What you are asked to do:
Your answer should be only the lines below from the one with "Query: sailboat hull" to the one with "-- a row prints like pixel 70 122", repeated exactly, ends included.

Source data:

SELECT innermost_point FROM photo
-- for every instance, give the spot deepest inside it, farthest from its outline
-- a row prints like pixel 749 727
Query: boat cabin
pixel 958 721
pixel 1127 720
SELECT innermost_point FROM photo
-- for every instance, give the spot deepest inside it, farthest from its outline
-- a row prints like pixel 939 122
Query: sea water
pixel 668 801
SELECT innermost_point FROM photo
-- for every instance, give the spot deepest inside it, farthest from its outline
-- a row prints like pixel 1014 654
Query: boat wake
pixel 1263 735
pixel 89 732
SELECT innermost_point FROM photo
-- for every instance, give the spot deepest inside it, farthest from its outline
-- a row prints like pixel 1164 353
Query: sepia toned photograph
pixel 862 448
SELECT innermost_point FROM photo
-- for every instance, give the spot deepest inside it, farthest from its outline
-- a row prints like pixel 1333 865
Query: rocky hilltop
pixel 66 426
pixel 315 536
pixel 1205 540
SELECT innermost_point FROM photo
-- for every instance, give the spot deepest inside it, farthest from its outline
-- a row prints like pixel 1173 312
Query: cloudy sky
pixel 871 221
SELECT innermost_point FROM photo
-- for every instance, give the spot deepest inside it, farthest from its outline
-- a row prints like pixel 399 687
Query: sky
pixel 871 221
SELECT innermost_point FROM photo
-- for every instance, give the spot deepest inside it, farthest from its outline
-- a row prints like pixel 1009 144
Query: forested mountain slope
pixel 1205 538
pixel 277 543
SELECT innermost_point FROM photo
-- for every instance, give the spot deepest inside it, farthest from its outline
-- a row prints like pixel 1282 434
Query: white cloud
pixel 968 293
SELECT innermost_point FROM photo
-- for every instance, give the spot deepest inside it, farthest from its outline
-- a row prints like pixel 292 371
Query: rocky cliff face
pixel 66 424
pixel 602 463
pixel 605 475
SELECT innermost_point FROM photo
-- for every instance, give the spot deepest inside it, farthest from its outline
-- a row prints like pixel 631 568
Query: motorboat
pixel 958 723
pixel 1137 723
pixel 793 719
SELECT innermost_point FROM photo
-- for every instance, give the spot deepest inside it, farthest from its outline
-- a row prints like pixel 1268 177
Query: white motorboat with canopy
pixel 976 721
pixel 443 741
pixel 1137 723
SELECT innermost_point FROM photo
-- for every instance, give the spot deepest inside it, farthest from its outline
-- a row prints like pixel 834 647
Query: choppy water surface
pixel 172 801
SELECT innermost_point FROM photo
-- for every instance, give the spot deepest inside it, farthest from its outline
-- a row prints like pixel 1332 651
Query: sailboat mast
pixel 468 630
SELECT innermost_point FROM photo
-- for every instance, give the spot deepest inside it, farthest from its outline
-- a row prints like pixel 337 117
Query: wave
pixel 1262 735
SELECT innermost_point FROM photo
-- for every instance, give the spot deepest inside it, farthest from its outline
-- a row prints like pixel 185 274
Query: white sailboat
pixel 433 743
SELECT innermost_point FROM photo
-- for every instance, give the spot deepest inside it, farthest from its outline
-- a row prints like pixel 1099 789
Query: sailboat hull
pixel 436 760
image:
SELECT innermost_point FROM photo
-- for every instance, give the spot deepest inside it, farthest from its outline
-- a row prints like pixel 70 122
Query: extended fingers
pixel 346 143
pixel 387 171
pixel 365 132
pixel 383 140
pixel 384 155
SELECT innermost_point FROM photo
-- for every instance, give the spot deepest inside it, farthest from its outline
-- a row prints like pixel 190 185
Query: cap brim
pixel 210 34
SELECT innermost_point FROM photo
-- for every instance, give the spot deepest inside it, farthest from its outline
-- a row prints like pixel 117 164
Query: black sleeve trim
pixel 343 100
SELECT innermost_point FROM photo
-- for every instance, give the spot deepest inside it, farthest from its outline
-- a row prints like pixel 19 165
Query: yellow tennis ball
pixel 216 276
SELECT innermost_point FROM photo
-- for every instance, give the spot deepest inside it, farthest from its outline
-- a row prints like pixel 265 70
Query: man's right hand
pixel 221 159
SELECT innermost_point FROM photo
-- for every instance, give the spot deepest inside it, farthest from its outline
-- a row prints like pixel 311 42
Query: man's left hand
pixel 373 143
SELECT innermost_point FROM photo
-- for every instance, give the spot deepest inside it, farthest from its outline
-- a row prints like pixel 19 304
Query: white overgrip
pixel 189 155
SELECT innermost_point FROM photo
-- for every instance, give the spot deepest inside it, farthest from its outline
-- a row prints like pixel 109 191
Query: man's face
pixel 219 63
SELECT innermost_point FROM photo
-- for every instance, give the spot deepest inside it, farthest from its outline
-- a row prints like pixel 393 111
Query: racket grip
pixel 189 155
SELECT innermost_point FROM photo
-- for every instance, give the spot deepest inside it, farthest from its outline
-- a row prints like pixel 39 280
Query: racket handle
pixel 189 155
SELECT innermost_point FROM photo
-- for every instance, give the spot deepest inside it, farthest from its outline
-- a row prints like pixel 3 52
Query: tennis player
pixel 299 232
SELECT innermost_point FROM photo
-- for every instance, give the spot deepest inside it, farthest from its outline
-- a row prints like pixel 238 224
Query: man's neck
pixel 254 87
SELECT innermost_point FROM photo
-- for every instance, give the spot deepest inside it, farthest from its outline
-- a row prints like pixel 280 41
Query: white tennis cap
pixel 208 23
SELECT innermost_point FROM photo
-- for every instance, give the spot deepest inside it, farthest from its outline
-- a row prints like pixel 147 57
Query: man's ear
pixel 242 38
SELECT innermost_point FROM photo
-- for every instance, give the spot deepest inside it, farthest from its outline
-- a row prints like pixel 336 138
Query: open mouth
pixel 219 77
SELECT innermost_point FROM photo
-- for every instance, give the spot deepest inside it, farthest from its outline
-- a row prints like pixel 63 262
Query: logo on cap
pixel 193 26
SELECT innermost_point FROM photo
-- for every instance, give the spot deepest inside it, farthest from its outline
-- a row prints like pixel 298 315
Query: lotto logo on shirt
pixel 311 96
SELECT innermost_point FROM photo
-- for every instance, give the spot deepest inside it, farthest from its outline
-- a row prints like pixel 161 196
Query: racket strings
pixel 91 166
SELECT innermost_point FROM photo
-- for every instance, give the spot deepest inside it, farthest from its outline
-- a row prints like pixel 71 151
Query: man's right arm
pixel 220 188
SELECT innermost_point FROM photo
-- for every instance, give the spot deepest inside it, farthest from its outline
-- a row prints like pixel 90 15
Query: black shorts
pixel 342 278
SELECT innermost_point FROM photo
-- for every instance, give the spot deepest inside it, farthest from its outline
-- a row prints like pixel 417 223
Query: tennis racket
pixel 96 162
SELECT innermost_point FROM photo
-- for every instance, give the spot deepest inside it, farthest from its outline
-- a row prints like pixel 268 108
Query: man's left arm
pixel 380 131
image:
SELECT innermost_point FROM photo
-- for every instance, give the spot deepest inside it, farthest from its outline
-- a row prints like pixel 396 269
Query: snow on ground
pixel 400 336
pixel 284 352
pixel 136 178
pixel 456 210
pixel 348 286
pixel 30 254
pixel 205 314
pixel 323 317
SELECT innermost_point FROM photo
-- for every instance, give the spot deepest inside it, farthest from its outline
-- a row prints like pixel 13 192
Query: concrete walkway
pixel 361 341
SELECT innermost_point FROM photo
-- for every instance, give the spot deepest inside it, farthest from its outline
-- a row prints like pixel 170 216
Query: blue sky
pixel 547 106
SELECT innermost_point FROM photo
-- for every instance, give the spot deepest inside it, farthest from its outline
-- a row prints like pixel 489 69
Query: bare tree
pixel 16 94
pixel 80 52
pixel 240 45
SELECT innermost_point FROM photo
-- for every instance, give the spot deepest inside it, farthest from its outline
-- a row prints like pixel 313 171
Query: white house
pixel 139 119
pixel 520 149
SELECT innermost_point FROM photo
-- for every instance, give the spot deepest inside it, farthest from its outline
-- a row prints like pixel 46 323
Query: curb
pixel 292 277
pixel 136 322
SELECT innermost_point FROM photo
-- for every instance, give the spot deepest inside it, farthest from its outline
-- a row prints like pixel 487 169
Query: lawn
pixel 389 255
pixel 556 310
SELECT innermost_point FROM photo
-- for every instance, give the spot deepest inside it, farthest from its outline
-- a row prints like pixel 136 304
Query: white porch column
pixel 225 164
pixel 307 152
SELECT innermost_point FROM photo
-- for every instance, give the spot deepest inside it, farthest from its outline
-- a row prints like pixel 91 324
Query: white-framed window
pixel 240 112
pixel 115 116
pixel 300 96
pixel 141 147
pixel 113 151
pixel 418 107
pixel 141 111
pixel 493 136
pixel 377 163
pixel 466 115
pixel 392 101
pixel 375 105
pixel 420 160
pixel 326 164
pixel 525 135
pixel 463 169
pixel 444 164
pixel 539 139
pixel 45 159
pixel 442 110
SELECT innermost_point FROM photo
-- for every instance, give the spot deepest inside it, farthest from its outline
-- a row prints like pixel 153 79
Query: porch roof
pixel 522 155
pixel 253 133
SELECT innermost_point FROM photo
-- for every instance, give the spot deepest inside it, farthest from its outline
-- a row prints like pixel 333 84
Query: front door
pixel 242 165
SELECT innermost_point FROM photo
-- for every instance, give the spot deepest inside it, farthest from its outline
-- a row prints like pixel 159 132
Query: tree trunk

Problem solution:
Query: sailboat hull
pixel 436 760
image:
SELECT innermost_point FROM photo
-- for every instance, give the spot deepest inside it, farthest from its outline
-- a row prints like pixel 70 122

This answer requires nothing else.